### Set task A:
Identify every line in the rows below that contains the string "window", and copy each such line. Case counts.

Twice Baked Sweet Potatoes

5 from 1 vote
These twice baked sweet potatoes are an easy, lightly sweet side dish made with cream cheese, warm cinnamon, and a simple pecan topping.
Prep Time 10 minutes
Cook Time 1 hour 10 minutes
Total Time 1 hour 20 minutes
Servings: 4 servings
Course: Side Dish
Cuisine: American
Calories: 360

Ingredients  

  • 4 medium sweet potatoes
  • 4 ounces cream cheese
  • 2 tablespoon brown sugar
  • ½ teaspoon cinnamon
  • ¼ cup pecans, chopped

Instructions
 

  1. Preheat the oven to 375°F. Scrub the sweet potatoes clean and pierce each one several times with a fork. Place them on a baking sheet and bake for about 60 minutes, or until very soft when pierced with a knife.
  2. Remove the sweet potatoes from the oven and let them cool slightly until easy to handle. Slice each potato in half lengthwise and carefully scoop out the flesh, leaving a thin layer of potato inside the skins so they hold their shape.

Excerpts of pointing data:
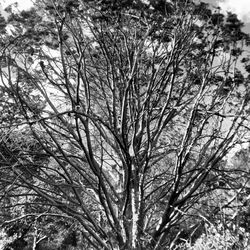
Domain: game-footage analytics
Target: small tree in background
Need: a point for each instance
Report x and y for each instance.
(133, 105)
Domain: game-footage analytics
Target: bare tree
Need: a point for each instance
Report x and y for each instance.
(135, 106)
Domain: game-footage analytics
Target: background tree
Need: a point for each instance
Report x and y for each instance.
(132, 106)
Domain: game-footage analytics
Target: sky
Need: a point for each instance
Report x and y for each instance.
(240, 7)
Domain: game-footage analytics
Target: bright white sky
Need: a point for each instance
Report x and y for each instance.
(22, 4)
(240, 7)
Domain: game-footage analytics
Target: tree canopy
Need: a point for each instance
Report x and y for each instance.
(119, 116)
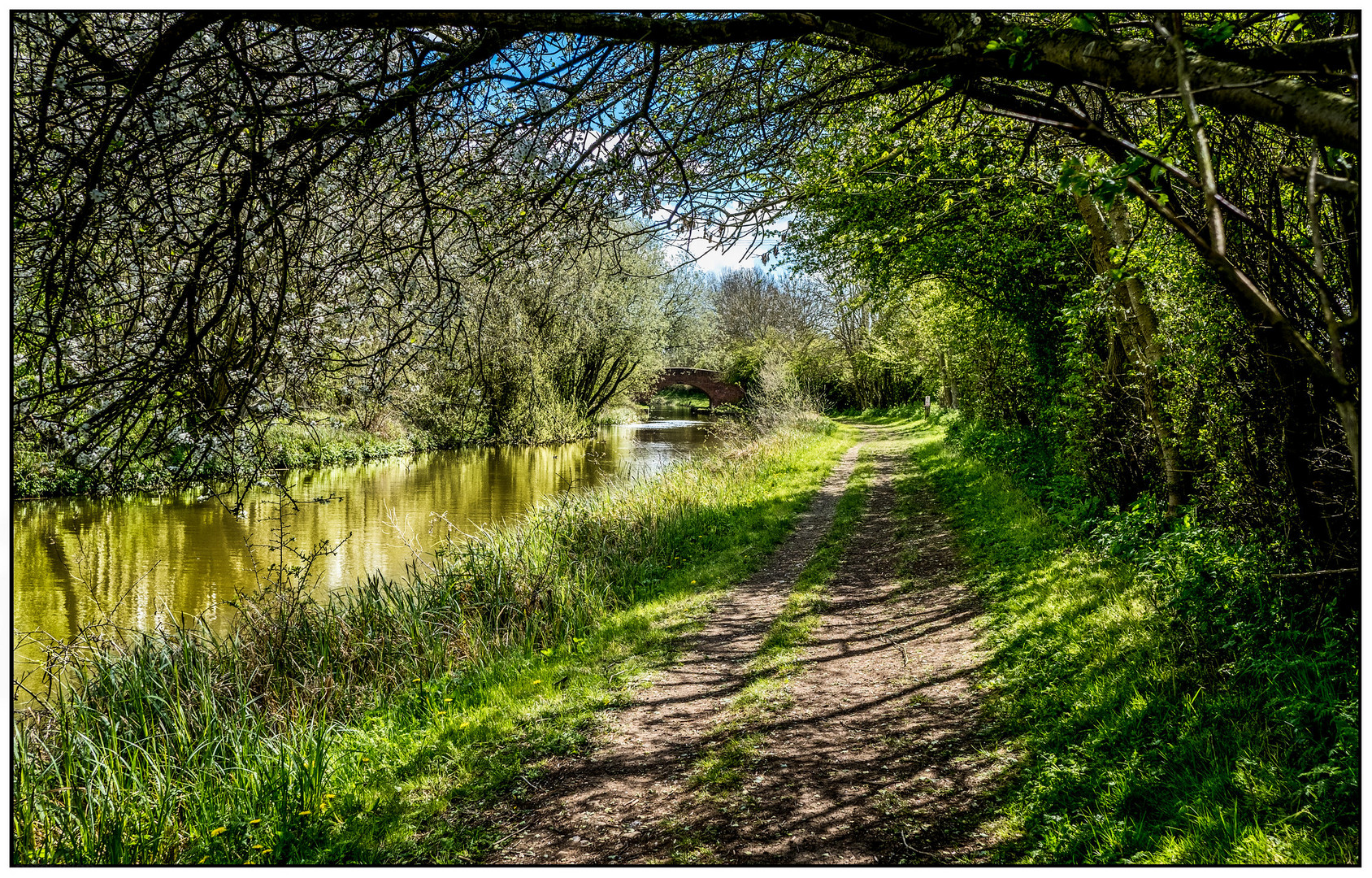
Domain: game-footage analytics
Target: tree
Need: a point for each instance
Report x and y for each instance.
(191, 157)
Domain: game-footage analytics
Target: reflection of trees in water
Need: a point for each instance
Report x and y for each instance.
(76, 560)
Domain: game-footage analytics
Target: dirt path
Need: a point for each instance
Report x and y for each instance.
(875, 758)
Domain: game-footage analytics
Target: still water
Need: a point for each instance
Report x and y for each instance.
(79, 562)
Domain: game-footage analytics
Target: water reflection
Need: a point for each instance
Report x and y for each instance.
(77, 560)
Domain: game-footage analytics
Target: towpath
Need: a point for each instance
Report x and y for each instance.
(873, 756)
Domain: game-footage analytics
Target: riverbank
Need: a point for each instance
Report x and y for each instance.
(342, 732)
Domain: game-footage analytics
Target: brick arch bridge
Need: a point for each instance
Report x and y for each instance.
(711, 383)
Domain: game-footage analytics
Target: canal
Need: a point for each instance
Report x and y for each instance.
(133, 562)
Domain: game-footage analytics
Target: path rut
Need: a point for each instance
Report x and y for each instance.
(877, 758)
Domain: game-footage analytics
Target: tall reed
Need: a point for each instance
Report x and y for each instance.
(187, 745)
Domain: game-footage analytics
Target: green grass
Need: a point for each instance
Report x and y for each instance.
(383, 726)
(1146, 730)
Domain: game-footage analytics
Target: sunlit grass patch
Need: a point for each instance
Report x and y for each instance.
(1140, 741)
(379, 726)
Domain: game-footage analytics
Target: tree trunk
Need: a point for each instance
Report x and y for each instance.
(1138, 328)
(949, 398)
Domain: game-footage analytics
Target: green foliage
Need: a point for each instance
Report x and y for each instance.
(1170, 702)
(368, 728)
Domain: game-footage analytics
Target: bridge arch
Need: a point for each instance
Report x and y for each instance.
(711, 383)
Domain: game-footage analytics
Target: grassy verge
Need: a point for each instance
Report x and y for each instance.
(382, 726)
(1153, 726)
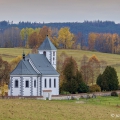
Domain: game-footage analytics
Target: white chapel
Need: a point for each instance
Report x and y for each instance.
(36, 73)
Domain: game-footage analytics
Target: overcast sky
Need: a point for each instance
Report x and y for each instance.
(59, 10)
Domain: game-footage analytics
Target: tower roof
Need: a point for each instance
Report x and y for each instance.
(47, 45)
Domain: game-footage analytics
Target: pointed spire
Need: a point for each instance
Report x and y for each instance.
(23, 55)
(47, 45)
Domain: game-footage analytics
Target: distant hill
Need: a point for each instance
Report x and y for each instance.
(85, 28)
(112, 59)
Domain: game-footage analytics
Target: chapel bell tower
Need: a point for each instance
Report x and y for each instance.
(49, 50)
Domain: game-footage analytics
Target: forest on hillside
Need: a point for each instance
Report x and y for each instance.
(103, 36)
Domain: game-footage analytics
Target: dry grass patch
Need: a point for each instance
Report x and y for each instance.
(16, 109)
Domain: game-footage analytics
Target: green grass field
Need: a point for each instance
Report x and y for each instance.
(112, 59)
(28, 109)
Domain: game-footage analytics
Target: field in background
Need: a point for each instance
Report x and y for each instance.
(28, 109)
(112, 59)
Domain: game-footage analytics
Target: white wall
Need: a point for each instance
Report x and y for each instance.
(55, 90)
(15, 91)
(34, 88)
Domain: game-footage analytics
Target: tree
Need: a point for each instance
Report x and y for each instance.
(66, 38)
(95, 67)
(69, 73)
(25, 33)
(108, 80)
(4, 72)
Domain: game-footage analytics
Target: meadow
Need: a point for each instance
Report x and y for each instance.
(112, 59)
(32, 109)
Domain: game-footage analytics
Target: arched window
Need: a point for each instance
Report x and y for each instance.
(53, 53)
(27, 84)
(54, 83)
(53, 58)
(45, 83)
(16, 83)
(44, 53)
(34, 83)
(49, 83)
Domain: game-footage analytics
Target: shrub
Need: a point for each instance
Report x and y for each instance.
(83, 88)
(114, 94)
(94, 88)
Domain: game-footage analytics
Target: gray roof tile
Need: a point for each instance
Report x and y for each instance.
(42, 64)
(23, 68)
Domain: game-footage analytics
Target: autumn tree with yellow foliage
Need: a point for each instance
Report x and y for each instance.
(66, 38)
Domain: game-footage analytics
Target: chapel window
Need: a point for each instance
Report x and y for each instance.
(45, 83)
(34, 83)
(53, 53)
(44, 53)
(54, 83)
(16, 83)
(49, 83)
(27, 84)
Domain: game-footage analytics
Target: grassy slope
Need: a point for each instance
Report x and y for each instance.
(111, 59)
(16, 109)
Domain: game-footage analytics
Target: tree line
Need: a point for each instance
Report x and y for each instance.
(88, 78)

### Set task B:
Pick up the twice baked sweet potatoes recipe above and continue it past its final sentence.

### Task result A:
Target: arched window
Target: chapel window

### Task result B:
  3. Transfer the scooped sweet potato flesh to a mixing bowl. Add the cream cheese, brown sugar, and cinnamon, then mash until smooth and well combined.
  4. Spoon the sweet potato mixture back into the potato skins, smoothing the tops. Sprinkle evenly with the chopped pecans.
  5. Place the filled sweet potatoes back on the baking sheet and bake uncovered for 15-20 minutes, or until heated through and lightly golden on top. Serve warm.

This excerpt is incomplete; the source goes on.